▸ **Elenco di partenza**:
====
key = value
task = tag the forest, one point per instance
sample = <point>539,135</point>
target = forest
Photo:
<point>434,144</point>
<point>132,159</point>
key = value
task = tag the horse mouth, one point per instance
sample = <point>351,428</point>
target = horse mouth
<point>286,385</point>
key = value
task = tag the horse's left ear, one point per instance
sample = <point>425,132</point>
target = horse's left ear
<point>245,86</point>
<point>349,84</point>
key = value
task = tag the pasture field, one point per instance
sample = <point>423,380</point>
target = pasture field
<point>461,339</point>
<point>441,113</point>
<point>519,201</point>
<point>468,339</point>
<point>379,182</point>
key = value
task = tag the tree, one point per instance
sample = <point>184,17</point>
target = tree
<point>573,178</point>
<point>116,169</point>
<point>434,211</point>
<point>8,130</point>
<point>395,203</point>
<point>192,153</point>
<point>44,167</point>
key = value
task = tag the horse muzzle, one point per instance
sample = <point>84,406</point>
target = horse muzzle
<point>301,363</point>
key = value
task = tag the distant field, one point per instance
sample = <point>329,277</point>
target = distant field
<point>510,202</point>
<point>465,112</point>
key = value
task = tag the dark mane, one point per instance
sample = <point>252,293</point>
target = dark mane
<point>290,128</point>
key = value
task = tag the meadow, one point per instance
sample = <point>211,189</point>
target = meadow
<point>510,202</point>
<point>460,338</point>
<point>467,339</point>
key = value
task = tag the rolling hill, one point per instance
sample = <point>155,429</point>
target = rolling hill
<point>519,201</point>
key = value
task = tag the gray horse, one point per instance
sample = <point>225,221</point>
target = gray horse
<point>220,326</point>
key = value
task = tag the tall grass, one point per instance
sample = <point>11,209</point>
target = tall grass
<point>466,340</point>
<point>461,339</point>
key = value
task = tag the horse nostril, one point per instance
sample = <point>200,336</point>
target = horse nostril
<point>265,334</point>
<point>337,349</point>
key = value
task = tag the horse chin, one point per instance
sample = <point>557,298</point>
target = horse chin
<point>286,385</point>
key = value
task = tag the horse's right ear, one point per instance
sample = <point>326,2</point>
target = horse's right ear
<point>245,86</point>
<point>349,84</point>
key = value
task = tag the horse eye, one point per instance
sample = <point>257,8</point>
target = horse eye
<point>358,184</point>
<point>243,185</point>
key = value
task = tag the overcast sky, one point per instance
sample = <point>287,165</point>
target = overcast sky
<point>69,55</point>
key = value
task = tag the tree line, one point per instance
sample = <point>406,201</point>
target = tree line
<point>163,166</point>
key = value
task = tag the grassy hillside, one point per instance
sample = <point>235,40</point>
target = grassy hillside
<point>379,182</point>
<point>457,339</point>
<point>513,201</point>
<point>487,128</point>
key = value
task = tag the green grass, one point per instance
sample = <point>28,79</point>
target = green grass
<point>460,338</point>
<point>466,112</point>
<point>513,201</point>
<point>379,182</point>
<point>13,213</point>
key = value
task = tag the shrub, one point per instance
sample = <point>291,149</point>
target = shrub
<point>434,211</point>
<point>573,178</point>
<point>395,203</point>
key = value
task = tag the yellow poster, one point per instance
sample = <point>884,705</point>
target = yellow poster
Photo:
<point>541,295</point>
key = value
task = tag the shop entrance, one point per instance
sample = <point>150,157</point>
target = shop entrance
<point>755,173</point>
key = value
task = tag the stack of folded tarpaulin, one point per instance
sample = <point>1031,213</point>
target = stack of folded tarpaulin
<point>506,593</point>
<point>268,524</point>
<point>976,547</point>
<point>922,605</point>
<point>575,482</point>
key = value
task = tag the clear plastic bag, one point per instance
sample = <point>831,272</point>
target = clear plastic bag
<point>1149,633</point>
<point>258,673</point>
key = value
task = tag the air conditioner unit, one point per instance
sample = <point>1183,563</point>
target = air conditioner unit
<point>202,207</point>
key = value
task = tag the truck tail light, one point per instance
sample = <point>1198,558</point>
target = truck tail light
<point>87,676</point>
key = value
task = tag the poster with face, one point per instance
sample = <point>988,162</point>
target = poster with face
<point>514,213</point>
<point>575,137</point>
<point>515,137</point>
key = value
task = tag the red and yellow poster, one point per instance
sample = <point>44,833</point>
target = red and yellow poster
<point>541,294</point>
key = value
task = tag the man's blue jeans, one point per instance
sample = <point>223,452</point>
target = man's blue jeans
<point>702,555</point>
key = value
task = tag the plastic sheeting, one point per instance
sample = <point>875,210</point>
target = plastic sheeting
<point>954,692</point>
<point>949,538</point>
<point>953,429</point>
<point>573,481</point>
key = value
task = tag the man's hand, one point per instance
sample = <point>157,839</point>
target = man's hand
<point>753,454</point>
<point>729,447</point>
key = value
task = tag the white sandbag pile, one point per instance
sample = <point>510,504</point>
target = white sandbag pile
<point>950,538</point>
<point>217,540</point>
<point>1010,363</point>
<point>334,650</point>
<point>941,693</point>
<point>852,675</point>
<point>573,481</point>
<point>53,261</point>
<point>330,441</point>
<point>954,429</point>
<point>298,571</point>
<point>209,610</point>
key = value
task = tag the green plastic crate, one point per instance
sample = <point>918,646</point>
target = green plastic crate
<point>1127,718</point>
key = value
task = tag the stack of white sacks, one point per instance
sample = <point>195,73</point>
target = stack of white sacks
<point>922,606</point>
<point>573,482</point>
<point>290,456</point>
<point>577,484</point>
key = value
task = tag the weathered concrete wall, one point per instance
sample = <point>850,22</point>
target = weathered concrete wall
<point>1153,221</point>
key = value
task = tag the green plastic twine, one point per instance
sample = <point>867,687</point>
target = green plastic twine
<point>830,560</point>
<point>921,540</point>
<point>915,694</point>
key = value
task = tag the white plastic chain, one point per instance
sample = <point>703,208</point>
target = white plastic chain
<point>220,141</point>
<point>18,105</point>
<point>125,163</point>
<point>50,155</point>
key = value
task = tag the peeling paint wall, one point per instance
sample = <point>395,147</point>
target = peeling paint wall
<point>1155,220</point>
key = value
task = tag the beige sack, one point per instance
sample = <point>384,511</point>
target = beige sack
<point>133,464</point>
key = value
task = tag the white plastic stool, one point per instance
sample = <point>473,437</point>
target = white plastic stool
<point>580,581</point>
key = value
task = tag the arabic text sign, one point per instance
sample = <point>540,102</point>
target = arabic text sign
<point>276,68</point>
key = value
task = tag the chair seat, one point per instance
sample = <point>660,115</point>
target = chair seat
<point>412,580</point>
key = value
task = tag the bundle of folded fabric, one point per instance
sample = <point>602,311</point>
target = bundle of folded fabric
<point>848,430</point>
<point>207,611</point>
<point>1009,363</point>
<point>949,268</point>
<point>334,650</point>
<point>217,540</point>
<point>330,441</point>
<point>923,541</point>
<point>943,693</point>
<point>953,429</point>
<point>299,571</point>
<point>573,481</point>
====
▸ **Scopo del compito**:
Riscrivi l'elenco dall'inizio fino alla riga con "<point>301,363</point>", inclusa, cambiando "horse muzzle" in "horse nose" e lasciando tutto il resto invariato.

▸ **Risposta attesa**:
key = value
task = tag the forest, one point per instance
sample = <point>539,135</point>
target = forest
Photo:
<point>434,144</point>
<point>132,159</point>
key = value
task = tag the horse mouth, one point per instance
sample = <point>351,428</point>
target = horse mouth
<point>286,385</point>
key = value
task = tag the horse's left ear, one point per instance
sample = <point>425,132</point>
target = horse's left ear
<point>245,86</point>
<point>349,84</point>
key = value
task = tag the pasture field, one point per instance
sample = <point>423,380</point>
target = pasture field
<point>461,339</point>
<point>441,113</point>
<point>519,201</point>
<point>468,339</point>
<point>379,182</point>
key = value
task = tag the tree, one point per instance
sample = <point>184,17</point>
target = tree
<point>573,178</point>
<point>116,169</point>
<point>434,211</point>
<point>8,130</point>
<point>395,203</point>
<point>192,153</point>
<point>44,167</point>
key = value
task = tag the horse nose, one point per instance
sample = <point>84,406</point>
target = horse nose
<point>301,363</point>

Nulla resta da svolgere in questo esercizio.